** Information follows **
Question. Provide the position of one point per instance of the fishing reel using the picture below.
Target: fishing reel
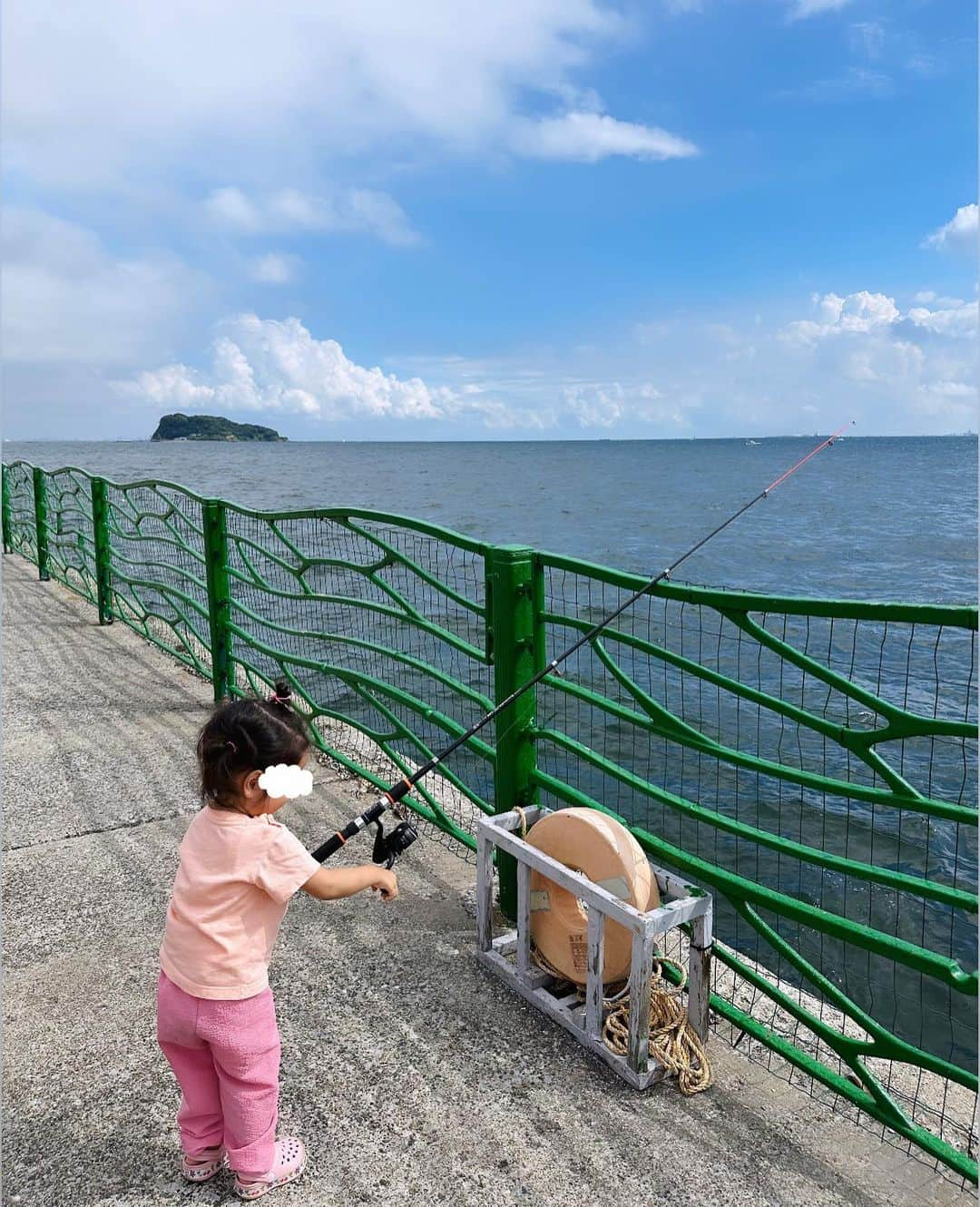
(388, 846)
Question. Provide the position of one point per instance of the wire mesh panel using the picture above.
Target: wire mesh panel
(158, 567)
(379, 624)
(18, 483)
(815, 765)
(70, 530)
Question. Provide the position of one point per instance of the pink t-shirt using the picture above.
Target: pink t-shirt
(236, 878)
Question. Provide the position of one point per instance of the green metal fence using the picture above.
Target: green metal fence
(811, 761)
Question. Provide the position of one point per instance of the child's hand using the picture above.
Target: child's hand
(387, 884)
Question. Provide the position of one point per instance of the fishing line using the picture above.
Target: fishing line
(388, 846)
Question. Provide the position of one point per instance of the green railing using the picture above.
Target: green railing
(811, 761)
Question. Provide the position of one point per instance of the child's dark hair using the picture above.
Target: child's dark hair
(245, 735)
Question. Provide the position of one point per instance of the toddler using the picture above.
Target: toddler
(238, 870)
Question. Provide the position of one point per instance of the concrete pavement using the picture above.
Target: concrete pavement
(413, 1077)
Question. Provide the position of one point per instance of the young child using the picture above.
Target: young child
(238, 870)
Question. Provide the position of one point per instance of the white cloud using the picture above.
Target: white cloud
(803, 8)
(854, 83)
(275, 270)
(588, 138)
(960, 233)
(858, 313)
(291, 211)
(867, 37)
(263, 365)
(259, 92)
(68, 299)
(957, 320)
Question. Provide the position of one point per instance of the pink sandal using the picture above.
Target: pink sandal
(289, 1163)
(205, 1166)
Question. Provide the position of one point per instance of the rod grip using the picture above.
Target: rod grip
(328, 849)
(339, 839)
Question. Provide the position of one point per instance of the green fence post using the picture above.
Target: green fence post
(219, 608)
(5, 508)
(103, 551)
(40, 519)
(512, 576)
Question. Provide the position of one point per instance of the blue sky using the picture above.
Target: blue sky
(541, 219)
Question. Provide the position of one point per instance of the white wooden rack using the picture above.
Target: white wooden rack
(508, 957)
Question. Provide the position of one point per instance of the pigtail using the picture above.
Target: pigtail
(246, 735)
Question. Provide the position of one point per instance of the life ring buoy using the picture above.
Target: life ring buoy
(605, 851)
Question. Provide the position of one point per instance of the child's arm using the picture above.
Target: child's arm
(329, 884)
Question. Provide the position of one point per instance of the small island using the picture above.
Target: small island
(211, 427)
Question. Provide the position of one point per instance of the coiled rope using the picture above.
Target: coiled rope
(673, 1043)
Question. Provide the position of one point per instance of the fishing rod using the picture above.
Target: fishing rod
(388, 846)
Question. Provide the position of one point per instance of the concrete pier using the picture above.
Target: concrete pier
(412, 1075)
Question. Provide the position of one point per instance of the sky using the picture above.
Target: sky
(529, 220)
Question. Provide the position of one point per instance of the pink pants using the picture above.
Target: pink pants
(226, 1057)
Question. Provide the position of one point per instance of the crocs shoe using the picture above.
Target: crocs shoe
(289, 1163)
(205, 1166)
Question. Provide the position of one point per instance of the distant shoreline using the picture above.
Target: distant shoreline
(566, 439)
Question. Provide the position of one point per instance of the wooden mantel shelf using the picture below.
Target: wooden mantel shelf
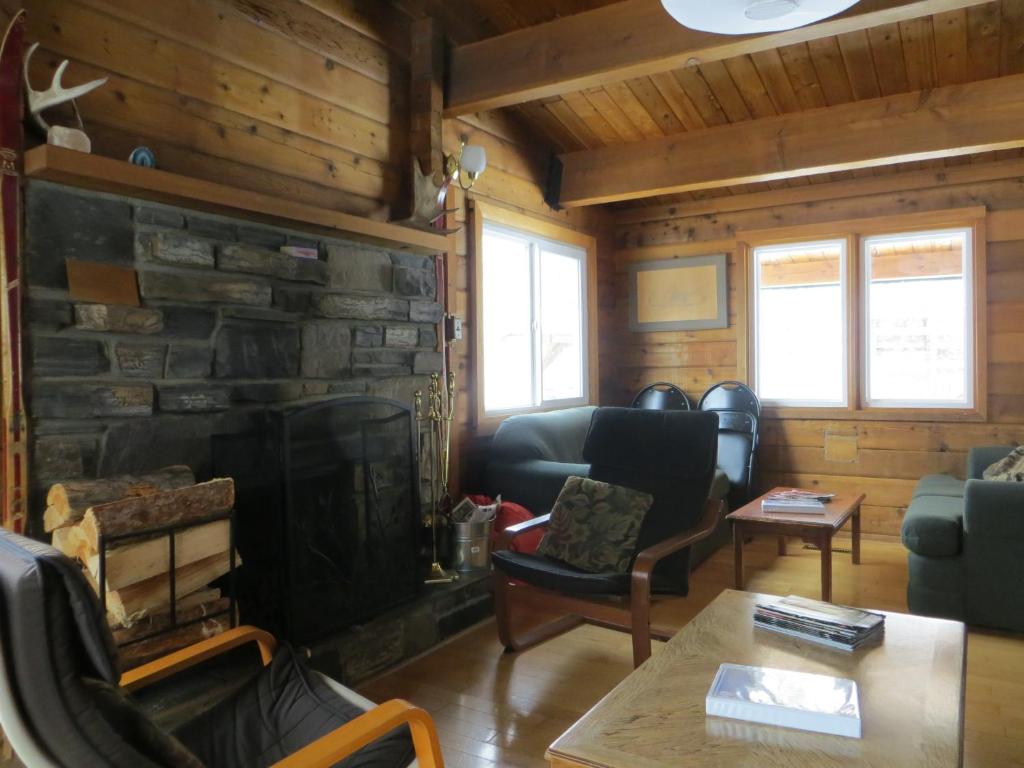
(105, 174)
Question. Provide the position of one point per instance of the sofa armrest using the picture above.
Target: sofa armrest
(993, 509)
(981, 457)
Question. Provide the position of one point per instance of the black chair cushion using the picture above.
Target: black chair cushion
(60, 659)
(282, 710)
(549, 573)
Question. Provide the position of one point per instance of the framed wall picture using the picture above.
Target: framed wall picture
(687, 294)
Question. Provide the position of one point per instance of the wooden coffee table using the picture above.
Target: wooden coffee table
(819, 529)
(910, 687)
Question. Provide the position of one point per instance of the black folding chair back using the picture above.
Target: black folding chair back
(662, 395)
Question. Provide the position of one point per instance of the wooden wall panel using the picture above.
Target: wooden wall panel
(882, 459)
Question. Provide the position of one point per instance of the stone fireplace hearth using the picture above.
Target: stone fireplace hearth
(227, 327)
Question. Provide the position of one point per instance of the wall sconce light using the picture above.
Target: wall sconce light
(467, 166)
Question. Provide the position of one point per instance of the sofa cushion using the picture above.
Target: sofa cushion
(939, 485)
(282, 710)
(1010, 468)
(934, 525)
(553, 574)
(594, 525)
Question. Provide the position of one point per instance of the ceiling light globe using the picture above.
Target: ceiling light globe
(747, 16)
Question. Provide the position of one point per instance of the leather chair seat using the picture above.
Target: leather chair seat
(556, 576)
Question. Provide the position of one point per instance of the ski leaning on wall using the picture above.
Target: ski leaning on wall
(13, 437)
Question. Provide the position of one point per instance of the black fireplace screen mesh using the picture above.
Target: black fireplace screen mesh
(335, 485)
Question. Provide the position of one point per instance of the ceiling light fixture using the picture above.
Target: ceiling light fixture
(745, 16)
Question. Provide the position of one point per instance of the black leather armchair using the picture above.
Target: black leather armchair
(668, 454)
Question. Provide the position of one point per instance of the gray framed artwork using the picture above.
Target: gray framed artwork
(684, 294)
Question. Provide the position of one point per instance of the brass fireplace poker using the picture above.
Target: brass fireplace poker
(438, 416)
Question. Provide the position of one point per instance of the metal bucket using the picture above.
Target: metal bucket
(471, 546)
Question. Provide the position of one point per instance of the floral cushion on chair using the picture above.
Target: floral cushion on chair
(1010, 469)
(594, 525)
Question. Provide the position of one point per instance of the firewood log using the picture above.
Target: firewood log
(136, 561)
(67, 502)
(153, 595)
(145, 650)
(167, 508)
(207, 602)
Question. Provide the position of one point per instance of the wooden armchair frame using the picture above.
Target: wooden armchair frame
(328, 750)
(630, 613)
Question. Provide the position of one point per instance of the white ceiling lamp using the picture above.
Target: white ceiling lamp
(745, 16)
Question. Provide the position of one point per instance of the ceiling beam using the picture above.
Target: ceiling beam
(939, 123)
(625, 40)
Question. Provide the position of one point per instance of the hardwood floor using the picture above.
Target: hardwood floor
(497, 709)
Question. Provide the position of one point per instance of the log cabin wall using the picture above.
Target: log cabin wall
(882, 459)
(302, 99)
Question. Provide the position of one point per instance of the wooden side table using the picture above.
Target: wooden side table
(818, 528)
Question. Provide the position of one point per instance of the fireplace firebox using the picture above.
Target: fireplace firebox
(329, 511)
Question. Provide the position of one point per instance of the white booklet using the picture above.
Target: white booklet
(792, 699)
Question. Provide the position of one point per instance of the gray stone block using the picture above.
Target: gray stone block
(61, 223)
(403, 337)
(256, 350)
(428, 363)
(355, 267)
(62, 356)
(428, 336)
(118, 318)
(258, 236)
(141, 360)
(359, 307)
(425, 311)
(48, 313)
(369, 336)
(87, 399)
(255, 260)
(187, 323)
(180, 249)
(157, 216)
(268, 391)
(263, 314)
(293, 299)
(185, 361)
(212, 228)
(209, 289)
(415, 283)
(413, 260)
(193, 398)
(327, 350)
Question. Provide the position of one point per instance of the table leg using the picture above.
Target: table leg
(737, 557)
(855, 549)
(825, 545)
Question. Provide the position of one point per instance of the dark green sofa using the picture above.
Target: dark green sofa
(532, 455)
(966, 546)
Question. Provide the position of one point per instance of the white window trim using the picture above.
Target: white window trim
(845, 294)
(537, 244)
(967, 265)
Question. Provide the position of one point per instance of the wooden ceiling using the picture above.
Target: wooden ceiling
(976, 43)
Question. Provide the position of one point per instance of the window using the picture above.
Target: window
(534, 294)
(867, 321)
(801, 350)
(919, 320)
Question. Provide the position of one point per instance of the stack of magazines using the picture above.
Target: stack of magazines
(796, 502)
(835, 626)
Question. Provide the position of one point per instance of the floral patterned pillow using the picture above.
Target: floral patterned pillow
(1011, 468)
(594, 525)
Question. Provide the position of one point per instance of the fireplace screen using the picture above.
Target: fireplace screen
(328, 513)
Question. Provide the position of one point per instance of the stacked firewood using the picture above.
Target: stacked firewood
(136, 569)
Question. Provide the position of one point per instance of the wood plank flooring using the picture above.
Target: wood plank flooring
(494, 709)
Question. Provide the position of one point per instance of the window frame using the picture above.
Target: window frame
(856, 231)
(556, 239)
** End of Information **
→ What to work on: After locating the line holding "Target: dark green sofa" above, output exactly that line and every line after it through the line holding "ceiling using the picture above.". Include nothing else.

→ Written solution:
Target: dark green sofa
(532, 455)
(966, 546)
Question. Provide the position of one point per instance of the white window trim using the picture above.
Target: white window trim
(845, 294)
(537, 244)
(967, 265)
Question. Provide the position of one point per instance of the wooden ceiling using the picture above.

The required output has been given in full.